Exercise objective: Convert the material below, from the line containing "Can you find the bird's head?" through the line containing "[[196, 270]]", into a two-column CSV headed text and answer, with one row for each line of text paired with the answer beneath it. Quote every field and replace any line breaks inside a field with spaces.

= = = = = = =

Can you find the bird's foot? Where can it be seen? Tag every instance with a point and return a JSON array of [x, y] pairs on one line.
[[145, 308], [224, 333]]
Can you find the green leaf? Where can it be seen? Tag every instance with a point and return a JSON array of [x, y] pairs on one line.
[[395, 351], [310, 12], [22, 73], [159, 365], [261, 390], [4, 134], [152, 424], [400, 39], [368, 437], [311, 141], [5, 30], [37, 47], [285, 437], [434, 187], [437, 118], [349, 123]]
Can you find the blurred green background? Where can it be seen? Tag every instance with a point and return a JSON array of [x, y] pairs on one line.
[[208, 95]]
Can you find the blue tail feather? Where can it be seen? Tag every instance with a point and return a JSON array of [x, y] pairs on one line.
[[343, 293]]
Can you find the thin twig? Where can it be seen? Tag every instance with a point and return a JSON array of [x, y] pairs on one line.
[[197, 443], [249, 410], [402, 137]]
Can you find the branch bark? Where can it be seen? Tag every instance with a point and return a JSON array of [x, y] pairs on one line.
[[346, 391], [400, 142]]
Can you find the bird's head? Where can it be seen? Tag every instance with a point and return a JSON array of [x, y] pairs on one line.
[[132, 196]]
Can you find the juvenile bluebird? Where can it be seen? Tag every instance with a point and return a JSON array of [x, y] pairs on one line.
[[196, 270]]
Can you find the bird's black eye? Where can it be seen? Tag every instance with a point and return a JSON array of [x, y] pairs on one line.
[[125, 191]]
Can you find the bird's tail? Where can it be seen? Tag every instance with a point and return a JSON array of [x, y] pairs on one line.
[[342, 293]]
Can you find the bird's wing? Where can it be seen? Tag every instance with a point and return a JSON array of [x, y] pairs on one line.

= = = = = = =

Result for this task:
text,answer
"Can you find the bird's head? Where can it be seen? Tag every instance with a point and return a JSON array of [x, y] pairs on one line.","[[132, 196]]"
"Can you find the juvenile bluebird? Where can it be seen? Tag every instance with a point and return a JSON array of [x, y] pairs on one line.","[[196, 270]]"